* _Data excerpts_
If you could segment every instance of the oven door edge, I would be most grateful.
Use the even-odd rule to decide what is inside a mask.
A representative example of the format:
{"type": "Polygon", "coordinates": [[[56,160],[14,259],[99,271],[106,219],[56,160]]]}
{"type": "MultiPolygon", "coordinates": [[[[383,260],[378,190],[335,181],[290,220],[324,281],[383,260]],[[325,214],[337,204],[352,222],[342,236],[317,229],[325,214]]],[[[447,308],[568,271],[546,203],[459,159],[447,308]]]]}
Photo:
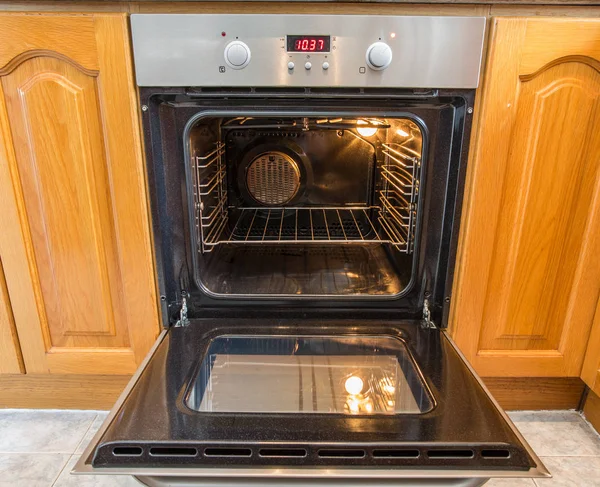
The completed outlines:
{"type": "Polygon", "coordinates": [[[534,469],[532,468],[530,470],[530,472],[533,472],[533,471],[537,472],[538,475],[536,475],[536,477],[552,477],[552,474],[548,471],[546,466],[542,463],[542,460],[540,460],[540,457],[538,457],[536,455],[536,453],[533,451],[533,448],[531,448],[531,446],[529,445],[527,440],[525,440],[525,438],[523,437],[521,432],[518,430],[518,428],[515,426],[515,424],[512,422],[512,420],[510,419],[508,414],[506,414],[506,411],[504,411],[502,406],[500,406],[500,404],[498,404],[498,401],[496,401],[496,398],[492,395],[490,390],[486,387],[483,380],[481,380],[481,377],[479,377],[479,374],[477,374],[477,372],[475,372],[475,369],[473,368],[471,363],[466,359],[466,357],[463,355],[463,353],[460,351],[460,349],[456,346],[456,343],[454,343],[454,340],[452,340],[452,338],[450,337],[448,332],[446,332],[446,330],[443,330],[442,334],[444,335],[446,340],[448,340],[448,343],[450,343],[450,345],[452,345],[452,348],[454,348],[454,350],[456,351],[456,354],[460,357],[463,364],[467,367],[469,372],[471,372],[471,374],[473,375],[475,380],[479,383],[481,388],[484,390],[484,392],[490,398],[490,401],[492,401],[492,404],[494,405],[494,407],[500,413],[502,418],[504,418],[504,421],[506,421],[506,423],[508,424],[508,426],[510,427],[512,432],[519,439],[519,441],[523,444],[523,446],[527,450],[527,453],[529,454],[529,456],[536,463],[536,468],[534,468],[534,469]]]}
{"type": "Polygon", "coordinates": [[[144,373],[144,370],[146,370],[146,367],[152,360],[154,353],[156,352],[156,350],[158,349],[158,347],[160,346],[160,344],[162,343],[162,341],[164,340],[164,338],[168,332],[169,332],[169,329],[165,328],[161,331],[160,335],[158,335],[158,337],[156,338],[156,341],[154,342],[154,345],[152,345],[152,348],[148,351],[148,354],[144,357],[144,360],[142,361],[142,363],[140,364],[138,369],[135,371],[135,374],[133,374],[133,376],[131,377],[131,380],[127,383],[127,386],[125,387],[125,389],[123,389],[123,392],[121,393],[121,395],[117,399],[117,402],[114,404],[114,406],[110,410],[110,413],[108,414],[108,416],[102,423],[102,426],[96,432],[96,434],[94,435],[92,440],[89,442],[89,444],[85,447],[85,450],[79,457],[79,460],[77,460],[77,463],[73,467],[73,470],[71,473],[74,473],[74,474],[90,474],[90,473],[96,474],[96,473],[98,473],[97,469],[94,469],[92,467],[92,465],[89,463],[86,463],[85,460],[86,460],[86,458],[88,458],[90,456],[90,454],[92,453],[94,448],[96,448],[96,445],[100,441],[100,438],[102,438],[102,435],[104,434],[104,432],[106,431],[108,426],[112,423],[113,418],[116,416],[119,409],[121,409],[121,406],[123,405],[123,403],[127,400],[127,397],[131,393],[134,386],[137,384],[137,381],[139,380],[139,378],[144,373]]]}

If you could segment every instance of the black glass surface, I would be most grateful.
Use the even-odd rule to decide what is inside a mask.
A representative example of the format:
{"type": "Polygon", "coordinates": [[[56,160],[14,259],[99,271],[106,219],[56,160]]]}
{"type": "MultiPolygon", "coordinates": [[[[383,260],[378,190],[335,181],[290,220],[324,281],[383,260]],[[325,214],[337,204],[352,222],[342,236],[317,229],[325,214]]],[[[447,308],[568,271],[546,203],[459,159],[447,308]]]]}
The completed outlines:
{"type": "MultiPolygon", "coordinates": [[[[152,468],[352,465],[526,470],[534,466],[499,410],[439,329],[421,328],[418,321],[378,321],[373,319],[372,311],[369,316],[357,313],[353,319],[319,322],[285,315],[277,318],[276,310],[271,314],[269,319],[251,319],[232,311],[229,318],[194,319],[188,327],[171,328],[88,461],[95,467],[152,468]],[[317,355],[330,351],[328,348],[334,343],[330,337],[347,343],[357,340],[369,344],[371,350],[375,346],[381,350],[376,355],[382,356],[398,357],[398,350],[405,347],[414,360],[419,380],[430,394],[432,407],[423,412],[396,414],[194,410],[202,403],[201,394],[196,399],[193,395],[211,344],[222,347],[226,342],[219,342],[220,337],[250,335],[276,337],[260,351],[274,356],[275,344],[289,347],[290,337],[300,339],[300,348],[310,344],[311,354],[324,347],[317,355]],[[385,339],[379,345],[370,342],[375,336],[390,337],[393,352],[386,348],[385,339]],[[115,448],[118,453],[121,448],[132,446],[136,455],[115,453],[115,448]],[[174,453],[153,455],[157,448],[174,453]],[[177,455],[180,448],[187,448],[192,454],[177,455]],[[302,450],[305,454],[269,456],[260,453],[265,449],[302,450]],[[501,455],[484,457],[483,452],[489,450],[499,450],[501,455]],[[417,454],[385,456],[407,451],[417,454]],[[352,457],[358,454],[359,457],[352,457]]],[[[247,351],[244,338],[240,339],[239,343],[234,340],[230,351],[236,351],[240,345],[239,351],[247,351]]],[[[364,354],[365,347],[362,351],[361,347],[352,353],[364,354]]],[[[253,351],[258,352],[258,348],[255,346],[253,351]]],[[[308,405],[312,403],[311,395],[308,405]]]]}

* _What to do_
Wherever a line in the data above holds "every", copy that line.

* _Solution for this task_
If you could segment every instance of the oven door edge, I would be most grateful.
If you could segment every instance of the black glass surface, I would be most grateful.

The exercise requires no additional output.